Below are records to transcribe exactly, without their pictures.

Dataset records:
^^^^^^^^

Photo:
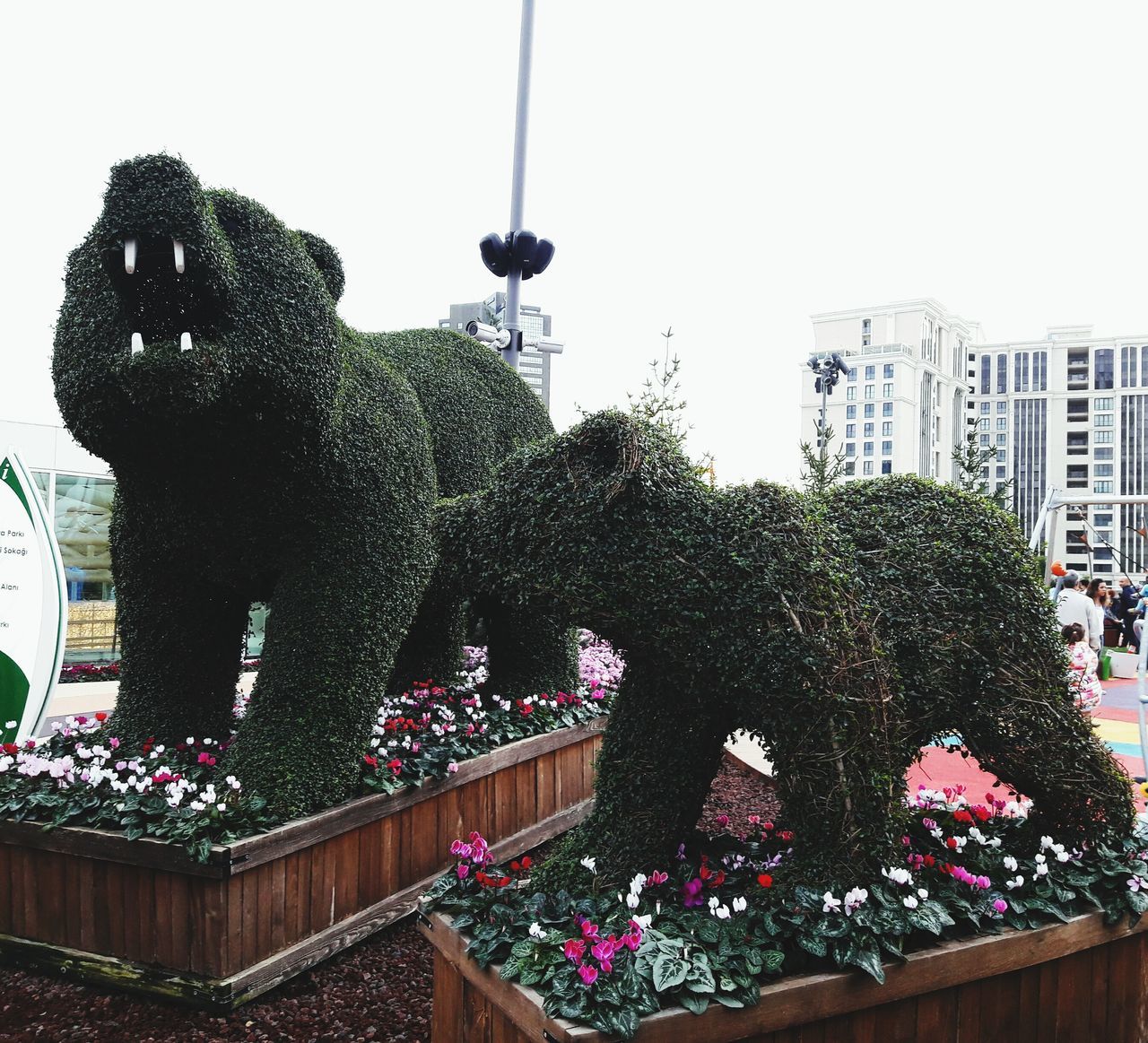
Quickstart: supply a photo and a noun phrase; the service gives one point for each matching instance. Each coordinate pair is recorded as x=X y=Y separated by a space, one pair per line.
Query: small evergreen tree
x=971 y=459
x=822 y=471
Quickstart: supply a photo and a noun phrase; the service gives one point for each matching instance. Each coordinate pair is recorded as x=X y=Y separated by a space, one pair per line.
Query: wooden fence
x=142 y=915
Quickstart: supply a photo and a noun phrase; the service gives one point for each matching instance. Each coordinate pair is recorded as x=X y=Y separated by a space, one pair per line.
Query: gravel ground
x=379 y=989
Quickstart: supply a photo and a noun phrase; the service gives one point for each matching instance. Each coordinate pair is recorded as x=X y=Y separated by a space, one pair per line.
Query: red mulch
x=379 y=989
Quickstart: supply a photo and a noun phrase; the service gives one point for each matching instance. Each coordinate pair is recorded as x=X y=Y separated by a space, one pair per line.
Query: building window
x=1102 y=369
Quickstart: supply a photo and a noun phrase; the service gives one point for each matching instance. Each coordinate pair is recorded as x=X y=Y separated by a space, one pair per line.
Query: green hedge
x=285 y=458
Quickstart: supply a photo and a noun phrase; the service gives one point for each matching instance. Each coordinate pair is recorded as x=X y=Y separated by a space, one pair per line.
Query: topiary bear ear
x=327 y=261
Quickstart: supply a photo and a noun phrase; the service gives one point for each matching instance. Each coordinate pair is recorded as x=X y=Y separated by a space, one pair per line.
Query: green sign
x=33 y=604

^^^^^^^^

Result:
Photo:
Quickstart: supply a photo and a noun phrase; the service gives one point for each matching instance. Each coordinate pair is recorded as x=X y=Y separated by a space, one pair per line.
Query: small evergreen tree
x=971 y=459
x=822 y=471
Quickstart: supply a photo and a noun phrase; the service gives one point for each matching instance. Each coordinate pair is recorded as x=X y=Y separated by a space, one pair per line.
Query: wooden fence
x=142 y=915
Quickstart: supply a photo and a noun phrase; the service gives one point for each matching instance. Each coordinate pair is recorded as x=X y=Y separated by a space, one pair per line.
Query: gravel ground
x=379 y=989
Quickstart: supply a photo and a noun phrase; the service gives one point for each matching instance. Each coordinate pair is recorded as x=X y=Y separated by a space, one pair per line.
Query: red mulch
x=379 y=989
Quickstart: supply a photo and a noun phrase; the service gives one point for each matching instance. Each coordinate pair is recorded as x=X y=Y separated by a space, one pair per line.
Query: building window
x=1102 y=369
Quickstart: supply a photo and a noun phrase; the service gives one point for each matching instance. Each coordinate pair is recorded as x=X y=Y separated by a space, one pair per line.
Query: green hedge
x=285 y=458
Quickstart: supply a photo and a noun phrase; the service gives one point for each matching instance. Each coordinate pair is recorded as x=X y=Y separated by a space, one pair per line.
Query: topiary bear ear
x=327 y=261
Quickstart: supply a photo and a noun phrase; the service gives one point for each matching instance. Each coordinate pair is recorded as x=X y=Y separated by a space, one pair per line.
Query: green sign
x=33 y=604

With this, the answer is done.